> [TO BE DONE] Return every one of the rows below verbatim, leaving each character unchanged.

> [PROVIDED ENTRIES]
__________________________________________________

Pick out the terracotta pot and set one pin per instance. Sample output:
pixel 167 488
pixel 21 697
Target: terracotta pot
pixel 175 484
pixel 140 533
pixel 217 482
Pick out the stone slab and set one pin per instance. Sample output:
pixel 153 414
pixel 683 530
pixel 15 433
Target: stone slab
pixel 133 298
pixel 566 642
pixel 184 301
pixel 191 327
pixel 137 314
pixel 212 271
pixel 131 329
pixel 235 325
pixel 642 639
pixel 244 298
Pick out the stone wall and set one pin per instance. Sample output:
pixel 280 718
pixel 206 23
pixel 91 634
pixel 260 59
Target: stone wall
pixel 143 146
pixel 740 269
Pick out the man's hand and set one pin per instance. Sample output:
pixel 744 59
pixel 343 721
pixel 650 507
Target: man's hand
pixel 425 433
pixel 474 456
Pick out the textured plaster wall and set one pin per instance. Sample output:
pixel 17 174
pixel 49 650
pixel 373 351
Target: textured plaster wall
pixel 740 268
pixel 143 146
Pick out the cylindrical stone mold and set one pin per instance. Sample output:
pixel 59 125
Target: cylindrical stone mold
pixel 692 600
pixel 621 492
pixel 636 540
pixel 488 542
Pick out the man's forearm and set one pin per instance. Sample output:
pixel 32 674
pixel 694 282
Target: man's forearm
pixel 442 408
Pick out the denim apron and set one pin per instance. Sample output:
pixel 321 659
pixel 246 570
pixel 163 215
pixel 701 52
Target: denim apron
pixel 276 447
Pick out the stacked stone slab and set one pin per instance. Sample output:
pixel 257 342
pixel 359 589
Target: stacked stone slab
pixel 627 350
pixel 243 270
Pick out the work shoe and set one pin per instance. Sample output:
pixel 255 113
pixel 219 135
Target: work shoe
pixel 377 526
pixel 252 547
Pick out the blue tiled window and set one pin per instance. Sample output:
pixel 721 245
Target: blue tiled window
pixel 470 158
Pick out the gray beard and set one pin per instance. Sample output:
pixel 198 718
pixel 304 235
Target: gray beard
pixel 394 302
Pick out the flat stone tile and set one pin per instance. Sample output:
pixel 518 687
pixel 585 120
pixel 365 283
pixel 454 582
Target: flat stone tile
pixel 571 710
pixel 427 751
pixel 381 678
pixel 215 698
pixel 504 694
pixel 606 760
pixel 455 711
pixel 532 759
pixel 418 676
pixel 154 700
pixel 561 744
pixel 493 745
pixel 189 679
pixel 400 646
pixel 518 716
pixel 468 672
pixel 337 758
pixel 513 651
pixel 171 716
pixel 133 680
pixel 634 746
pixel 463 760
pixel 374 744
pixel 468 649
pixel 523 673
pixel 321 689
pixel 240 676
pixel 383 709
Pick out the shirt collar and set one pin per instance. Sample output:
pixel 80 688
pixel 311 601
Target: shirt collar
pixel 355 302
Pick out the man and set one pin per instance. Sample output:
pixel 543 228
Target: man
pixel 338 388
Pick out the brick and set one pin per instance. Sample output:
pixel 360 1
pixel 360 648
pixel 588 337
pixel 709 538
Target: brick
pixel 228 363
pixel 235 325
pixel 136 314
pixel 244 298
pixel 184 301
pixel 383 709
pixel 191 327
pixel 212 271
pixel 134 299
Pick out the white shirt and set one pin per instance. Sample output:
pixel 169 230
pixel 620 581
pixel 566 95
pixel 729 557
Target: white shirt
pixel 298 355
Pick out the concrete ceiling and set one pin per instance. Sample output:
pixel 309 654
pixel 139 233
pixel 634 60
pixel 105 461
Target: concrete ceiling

__________________________________________________

> [SOLUTION TO THE PROBLEM]
Pick out the terracotta pot and set one pin per instance. Sample output:
pixel 167 488
pixel 21 697
Target: terracotta pot
pixel 175 484
pixel 140 533
pixel 217 482
Pick out the stone slab and set one pin per instance. Sample output:
pixel 153 414
pixel 683 530
pixel 15 433
Target: stone slab
pixel 133 298
pixel 566 642
pixel 184 301
pixel 191 327
pixel 137 314
pixel 212 271
pixel 131 329
pixel 235 325
pixel 642 639
pixel 244 298
Pick out the stone wall and set one pin per instance. Sample output:
pixel 280 718
pixel 206 23
pixel 91 634
pixel 260 59
Target: stone wall
pixel 143 146
pixel 740 269
Pick out the man's hand and set one pin per instance. Sample output:
pixel 744 59
pixel 343 721
pixel 650 507
Target: man's hand
pixel 425 433
pixel 474 456
Pick out the textured plaster wall and set one pin per instance. Sample output:
pixel 17 174
pixel 49 650
pixel 373 351
Target: textured plaster wall
pixel 740 268
pixel 143 146
Pick out the cylindrical stone mold and set one pin per instance. Sample output:
pixel 59 125
Target: cylindrical stone mold
pixel 692 600
pixel 621 492
pixel 636 540
pixel 488 542
Pick out the man's forearm and set one pin per instance. Sample output:
pixel 32 674
pixel 694 282
Target: man's forearm
pixel 442 408
Pick out the denim apron and set one pin per instance. Sample output:
pixel 321 659
pixel 246 570
pixel 163 215
pixel 701 52
Target: denim apron
pixel 276 447
Pick out the stacked stone slab and set one pin per instance. Sample output:
pixel 257 342
pixel 359 589
Target: stacked stone slab
pixel 627 350
pixel 243 270
Pick out the work shoe and set one pin per instance. Sample output:
pixel 255 113
pixel 219 135
Target: work shoe
pixel 377 526
pixel 252 547
Pick out the blue tiled window and set one pin per instance. Sample output:
pixel 721 245
Target: blue tiled window
pixel 470 158
Pick out the gray beard and set one pin per instance. Sample output:
pixel 198 718
pixel 304 235
Target: gray beard
pixel 394 302
Pick out the flat stone tile and set one pin per instance. Sample output:
pixel 518 687
pixel 585 120
pixel 365 283
pixel 454 582
Target: flat stone tile
pixel 571 710
pixel 427 751
pixel 381 678
pixel 215 698
pixel 504 694
pixel 606 760
pixel 455 711
pixel 532 759
pixel 418 676
pixel 154 700
pixel 561 744
pixel 493 745
pixel 189 679
pixel 400 646
pixel 518 716
pixel 468 672
pixel 337 758
pixel 513 651
pixel 171 716
pixel 133 680
pixel 634 746
pixel 463 760
pixel 374 744
pixel 468 649
pixel 523 673
pixel 321 689
pixel 240 676
pixel 383 709
Pick out the shirt collar and set one pin per instance. Sample output:
pixel 80 688
pixel 311 601
Target: shirt collar
pixel 355 302
Pick out the man and set one pin per instance. Sample output:
pixel 543 228
Target: man
pixel 338 388
Pick out the brick and set one pin per instance. Sample output:
pixel 360 1
pixel 360 648
pixel 588 337
pixel 709 538
Target: brick
pixel 228 363
pixel 235 325
pixel 136 314
pixel 244 298
pixel 184 301
pixel 383 709
pixel 191 327
pixel 212 271
pixel 134 299
Pick out the white shirt and set one pin per instance. Sample output:
pixel 169 230
pixel 620 581
pixel 566 95
pixel 729 557
Target: white shirt
pixel 298 355
Pick out the concrete ceiling and set one pin per instance. Sample output:
pixel 309 654
pixel 139 233
pixel 634 60
pixel 105 461
Target: concrete ceiling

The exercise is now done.